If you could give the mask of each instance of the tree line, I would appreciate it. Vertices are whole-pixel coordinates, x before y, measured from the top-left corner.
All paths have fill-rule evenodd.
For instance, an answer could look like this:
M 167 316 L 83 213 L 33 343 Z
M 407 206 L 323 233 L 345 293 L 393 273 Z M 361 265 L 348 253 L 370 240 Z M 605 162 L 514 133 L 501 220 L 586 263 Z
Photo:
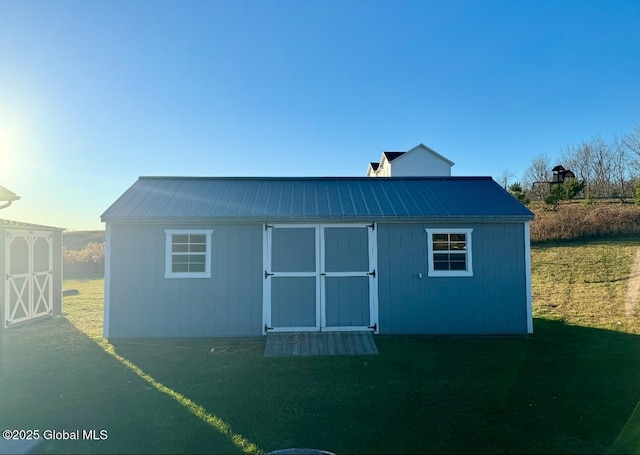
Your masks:
M 575 175 L 575 181 L 558 190 L 545 183 L 552 181 L 552 169 L 556 165 L 562 165 Z M 559 198 L 632 197 L 640 183 L 640 124 L 631 132 L 610 140 L 596 136 L 590 141 L 568 145 L 555 162 L 551 162 L 547 154 L 537 155 L 520 182 L 514 182 L 513 177 L 512 172 L 505 170 L 499 183 L 523 202 L 544 200 L 552 196 L 553 191 Z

Problem description
Print the material again word for word. Please drop every picture.

Solution for this task
If you could give the mask of each instance of the tree line, I would appreciate it. Vertices are whole-pixel coordinates, x before y, measured from the top-left corner.
All paths have fill-rule evenodd.
For instance, an answer could look like this:
M 167 316 L 83 213 L 33 343 Z
M 407 206 L 323 233 L 345 293 L 393 273 Z M 361 265 L 348 253 L 370 240 Z M 605 162 L 514 133 L 501 220 L 586 263 Z
Photo:
Your masks:
M 575 175 L 575 181 L 558 190 L 545 183 L 552 181 L 552 169 L 556 165 L 562 165 Z M 559 198 L 632 197 L 640 183 L 640 124 L 631 132 L 610 140 L 596 136 L 590 141 L 568 145 L 555 162 L 551 162 L 547 154 L 537 155 L 520 182 L 514 182 L 513 177 L 512 172 L 505 170 L 499 183 L 523 202 L 544 200 L 552 196 L 553 191 Z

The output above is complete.